TASKS TO CARRY OUT:
1: Answer these questions from the Reliance Global article, one answer per line:
(a) Who is the company's chief financial officer?
(b) What minimum bid price requirement does Nasdaq say the company no longer meets?
(c) How large was the company's third-quarter net loss?
2: Rename "compliance window" to "grace period" in the Reliance Global article, and write out the passage from "Chief financial officer" up to and including "consecutive business days." with that change.

DOCUMENT EXCERPT:
Insurtech Reliance Global sells benefits units, cuts debt by over 50%

Reliance Global Group, is a U.S.-based InsurTech and insurance brokerage company that focuses on acquiring and operating insurance agencies and building technology platforms for agents and consumers, has closed the sale of its subsidiaries Employee Benefits Solutions and U.S. and Benefits Alliance, directing half of the proceeds toward paying down debt as the broker reshapes its balance sheet.

Chief financial officer Joel Markovits said the transaction pushes the company’s 2025 debt reduction to roughly $6 mn, trimming long-term obligations by more than 50%.

The remaining proceeds will be reinvested into Reliance’s digital platforms, RELI Exchange and 5minuteinsure. Management expects that focus to support scaling and sharpen the firm’s market position. That’s the bet.

The divestment lands as Reliance faces pressure on its public listing. On Dec. 12, the listing qualifications staff at the Nasdaq Stock Market notified the company it no longer meets the $1 minimum bid price requirement.

The notice starts a 180-day compliance window, running through June 10, during which Reliance must trade above the threshold for at least 10 consecutive business days.

The disclosure came via a filing with the U.S. Securities and Exchange Commission.

Operating results remain under strain. Reliance reported a third-quarter net loss of $1.16mn, wider than the $0.84mn loss posted in the same period a year earlier. Revenue details weren’t the headline. Cash discipline was.

Reliance Global Group operates as an insurance brokerage and agency aggregator, focusing on both wholesale and retail insurance distribution in the U.S. It provides agency services for products including healthcare and Medicare, personal and commercial lines, trucking, and property and casualty.

According to Beinsure analysts, the asset sale reads as a defensive move with an offensive angle. Deleveraging buys time.

Channeling capital into core digital platforms suggests Reliance thinks growth comes from execution online, not from holding non-core benefit units while the market watches the share price tick by tick.

Reliance Global Group’s growth strategy historically centered on acquiring and integrating insurance agencies, then overlaying them with shared technology and operational disciplines.

The company reports a history of managing multiple agencies with consolidated revenues in the tens of millions of dollars.

EXERCISE DATA:
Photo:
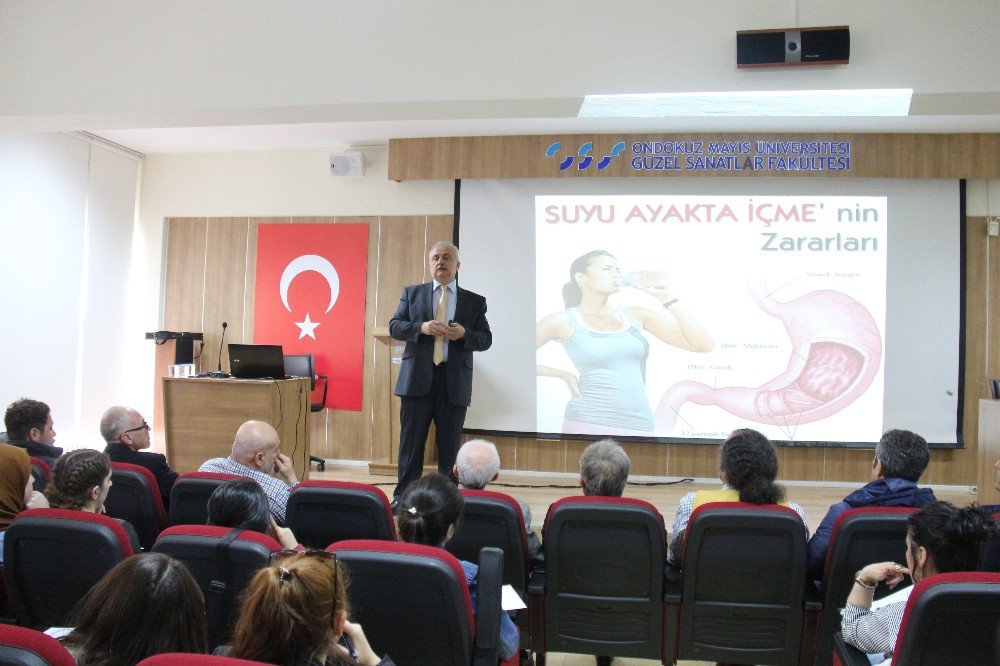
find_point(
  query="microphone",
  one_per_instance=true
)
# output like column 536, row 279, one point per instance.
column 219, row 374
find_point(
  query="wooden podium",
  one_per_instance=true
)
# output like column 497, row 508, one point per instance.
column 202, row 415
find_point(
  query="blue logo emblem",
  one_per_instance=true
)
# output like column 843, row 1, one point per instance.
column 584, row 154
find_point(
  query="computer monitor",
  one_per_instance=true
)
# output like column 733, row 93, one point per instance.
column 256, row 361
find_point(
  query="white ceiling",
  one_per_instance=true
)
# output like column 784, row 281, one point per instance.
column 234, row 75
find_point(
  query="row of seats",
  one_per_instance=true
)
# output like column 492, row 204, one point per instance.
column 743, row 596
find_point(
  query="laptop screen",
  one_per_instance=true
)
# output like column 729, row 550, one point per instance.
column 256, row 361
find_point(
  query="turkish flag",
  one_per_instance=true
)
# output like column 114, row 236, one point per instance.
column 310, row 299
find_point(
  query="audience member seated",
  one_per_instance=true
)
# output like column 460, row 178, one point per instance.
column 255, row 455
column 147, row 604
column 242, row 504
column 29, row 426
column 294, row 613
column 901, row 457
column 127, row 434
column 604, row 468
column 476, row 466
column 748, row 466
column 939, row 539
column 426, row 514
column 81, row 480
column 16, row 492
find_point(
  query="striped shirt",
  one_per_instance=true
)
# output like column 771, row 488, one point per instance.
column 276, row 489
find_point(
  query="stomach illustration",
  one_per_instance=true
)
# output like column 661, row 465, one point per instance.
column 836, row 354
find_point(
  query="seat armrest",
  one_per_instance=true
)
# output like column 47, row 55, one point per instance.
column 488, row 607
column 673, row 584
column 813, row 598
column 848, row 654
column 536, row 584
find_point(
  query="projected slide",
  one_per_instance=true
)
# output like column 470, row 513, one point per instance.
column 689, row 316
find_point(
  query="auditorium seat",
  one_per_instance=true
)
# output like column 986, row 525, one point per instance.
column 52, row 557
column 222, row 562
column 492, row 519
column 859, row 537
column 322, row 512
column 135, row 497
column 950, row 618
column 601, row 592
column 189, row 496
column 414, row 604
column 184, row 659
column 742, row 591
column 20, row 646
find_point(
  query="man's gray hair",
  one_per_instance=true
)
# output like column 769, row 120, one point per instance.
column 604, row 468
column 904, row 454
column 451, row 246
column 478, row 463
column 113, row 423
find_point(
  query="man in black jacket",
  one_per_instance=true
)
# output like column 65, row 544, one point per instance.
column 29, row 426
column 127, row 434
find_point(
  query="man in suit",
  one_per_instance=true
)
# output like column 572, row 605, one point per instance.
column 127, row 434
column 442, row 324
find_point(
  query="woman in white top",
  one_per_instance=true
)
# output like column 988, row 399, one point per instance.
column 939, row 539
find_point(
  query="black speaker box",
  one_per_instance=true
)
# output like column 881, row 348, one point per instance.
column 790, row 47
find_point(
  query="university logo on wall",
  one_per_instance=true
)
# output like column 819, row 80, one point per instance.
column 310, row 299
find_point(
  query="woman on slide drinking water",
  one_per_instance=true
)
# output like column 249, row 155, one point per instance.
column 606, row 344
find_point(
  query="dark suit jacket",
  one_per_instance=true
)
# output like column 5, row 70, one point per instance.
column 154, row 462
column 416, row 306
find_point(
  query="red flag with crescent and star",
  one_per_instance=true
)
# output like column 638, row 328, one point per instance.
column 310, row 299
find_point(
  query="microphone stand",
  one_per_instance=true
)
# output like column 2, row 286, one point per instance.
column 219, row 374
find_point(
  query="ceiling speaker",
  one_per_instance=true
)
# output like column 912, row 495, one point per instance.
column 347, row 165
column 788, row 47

TASK-BY-TASK ANSWERS:
1:
(a) Joel Markovits
(b) $1
(c) $1.16mn

2:
Chief financial officer Joel Markovits said the transaction pushes the company’s 2025 debt reduction to roughly $6 mn, trimming long-term obligations by more than 50%.

The remaining proceeds will be reinvested into Reliance’s digital platforms, RELI Exchange and 5minuteinsure. Management expects that focus to support scaling and sharpen the firm’s market position. That’s the bet.

The divestment lands as Reliance faces pressure on its public listing. On Dec. 12, the listing qualifications staff at the Nasdaq Stock Market notified the company it no longer meets the $1 minimum bid price requirement.

The notice starts a 180-day grace period, running through June 10, during which Reliance must trade above the threshold for at least 10 consecutive business days.